→ Working data
◇ ◇ ◇ ◇ ◇ ◇ ◇
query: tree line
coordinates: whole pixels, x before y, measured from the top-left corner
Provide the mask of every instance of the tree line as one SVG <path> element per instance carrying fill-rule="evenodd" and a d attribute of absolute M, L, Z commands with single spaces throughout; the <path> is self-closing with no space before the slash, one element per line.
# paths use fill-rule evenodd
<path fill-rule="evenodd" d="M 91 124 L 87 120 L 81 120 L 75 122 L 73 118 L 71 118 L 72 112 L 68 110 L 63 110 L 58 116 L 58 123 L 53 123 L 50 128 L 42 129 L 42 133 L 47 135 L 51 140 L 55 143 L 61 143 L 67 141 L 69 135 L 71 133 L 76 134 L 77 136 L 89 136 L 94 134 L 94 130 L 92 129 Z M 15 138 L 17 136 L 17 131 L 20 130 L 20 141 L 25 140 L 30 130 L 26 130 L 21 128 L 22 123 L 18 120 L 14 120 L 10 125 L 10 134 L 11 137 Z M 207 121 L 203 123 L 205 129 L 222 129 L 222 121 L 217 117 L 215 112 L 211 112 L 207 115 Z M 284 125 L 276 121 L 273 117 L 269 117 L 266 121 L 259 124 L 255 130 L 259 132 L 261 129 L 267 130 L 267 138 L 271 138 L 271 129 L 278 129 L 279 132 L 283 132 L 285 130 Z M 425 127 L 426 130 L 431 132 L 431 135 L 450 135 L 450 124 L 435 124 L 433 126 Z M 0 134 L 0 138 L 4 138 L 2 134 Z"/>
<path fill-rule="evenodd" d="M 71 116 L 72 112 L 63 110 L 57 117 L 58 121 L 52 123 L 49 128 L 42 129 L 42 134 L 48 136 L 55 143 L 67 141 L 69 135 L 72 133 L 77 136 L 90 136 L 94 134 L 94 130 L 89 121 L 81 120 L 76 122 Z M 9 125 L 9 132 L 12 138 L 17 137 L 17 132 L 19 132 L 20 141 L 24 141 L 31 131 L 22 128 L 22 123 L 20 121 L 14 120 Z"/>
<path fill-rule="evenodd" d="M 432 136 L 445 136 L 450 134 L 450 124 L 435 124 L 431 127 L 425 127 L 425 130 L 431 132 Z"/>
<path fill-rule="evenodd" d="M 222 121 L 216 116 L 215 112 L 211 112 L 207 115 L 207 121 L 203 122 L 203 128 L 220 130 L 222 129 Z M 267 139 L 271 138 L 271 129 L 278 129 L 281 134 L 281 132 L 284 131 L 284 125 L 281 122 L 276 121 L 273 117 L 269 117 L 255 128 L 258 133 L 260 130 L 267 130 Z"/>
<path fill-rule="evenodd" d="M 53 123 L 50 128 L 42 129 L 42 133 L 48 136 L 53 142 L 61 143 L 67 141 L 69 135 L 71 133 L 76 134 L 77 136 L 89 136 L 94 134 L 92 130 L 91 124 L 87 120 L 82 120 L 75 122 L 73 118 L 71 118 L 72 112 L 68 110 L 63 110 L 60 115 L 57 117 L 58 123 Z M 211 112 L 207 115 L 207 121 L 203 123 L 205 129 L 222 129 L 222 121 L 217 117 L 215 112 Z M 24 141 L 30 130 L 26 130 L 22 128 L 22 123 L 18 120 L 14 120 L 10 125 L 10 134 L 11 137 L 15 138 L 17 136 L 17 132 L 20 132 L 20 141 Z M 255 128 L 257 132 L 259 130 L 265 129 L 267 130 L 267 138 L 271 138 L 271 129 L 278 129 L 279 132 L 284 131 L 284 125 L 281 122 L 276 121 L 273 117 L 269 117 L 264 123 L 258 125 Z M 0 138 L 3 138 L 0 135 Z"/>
◇ ◇ ◇ ◇ ◇ ◇ ◇
→ Problem requirements
Number of lines holding "tree" in the listing above: work it out and give that number alone.

→ Exercise solution
2